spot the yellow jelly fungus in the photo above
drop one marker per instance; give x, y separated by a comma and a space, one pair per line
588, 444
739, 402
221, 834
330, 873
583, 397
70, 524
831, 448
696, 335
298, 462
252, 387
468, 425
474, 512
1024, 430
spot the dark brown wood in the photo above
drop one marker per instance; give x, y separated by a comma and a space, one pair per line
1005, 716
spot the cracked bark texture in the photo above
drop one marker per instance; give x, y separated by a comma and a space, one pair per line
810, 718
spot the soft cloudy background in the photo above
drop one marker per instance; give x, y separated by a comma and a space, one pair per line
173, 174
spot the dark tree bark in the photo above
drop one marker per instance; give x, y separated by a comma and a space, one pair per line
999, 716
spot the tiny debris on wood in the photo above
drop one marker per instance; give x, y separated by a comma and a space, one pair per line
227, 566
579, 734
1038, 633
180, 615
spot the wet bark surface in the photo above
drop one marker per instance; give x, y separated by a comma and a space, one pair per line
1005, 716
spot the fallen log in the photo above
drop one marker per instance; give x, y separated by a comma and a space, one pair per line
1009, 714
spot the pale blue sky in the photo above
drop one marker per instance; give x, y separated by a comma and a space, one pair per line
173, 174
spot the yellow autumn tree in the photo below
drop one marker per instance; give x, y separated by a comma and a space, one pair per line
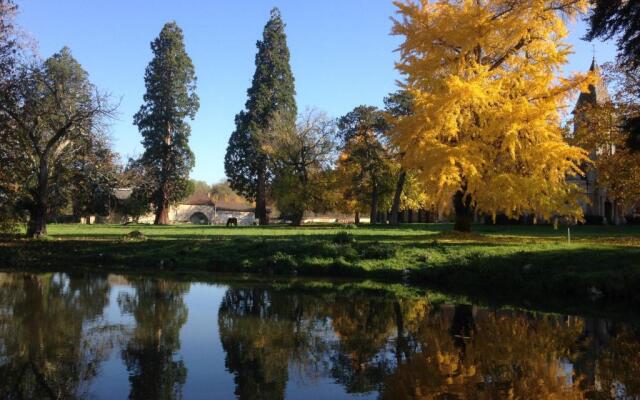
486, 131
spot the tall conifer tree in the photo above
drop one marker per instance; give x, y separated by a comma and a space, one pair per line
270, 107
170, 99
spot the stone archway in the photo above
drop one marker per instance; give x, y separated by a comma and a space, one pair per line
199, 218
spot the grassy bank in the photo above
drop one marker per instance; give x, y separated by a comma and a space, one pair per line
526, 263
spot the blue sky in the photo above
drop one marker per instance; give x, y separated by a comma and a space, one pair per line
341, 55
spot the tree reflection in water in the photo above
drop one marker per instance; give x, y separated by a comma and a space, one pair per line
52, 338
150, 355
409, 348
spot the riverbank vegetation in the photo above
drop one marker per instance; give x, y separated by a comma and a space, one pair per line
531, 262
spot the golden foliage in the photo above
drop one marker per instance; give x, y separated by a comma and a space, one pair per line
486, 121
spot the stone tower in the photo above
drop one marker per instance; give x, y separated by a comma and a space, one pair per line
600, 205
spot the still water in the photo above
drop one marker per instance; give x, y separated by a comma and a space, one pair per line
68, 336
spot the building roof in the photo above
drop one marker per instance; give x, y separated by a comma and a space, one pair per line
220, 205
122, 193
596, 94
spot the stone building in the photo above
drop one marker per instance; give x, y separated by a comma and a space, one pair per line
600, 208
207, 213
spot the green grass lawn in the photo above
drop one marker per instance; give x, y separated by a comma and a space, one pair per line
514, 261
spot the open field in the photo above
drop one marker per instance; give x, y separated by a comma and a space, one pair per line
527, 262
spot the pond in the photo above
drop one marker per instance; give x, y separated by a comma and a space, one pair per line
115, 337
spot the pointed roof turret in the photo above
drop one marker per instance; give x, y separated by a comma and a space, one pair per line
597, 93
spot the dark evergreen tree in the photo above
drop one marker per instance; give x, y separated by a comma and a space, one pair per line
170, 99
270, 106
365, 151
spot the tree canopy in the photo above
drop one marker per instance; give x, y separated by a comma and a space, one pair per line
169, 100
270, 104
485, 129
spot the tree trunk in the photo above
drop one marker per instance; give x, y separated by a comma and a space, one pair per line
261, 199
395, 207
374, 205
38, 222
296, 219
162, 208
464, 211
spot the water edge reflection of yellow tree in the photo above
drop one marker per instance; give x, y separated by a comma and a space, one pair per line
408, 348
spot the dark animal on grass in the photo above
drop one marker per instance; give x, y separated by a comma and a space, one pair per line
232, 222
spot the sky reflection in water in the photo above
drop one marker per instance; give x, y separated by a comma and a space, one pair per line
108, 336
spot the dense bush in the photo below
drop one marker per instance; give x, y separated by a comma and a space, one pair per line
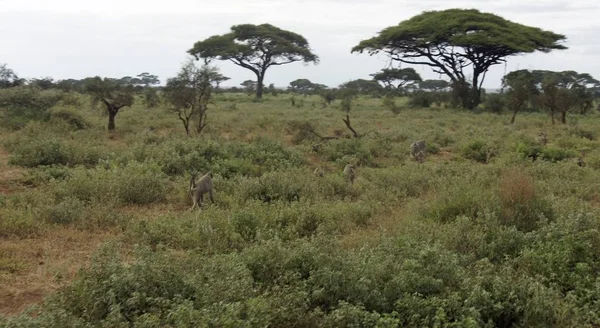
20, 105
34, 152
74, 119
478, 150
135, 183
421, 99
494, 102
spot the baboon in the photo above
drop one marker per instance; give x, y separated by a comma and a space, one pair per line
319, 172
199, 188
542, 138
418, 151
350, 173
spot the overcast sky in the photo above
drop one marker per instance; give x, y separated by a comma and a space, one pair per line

····················

Among the records above, find the lines that contain "building" and copy every one.

spot the building roof in the photo above
spot the stone building in the photo above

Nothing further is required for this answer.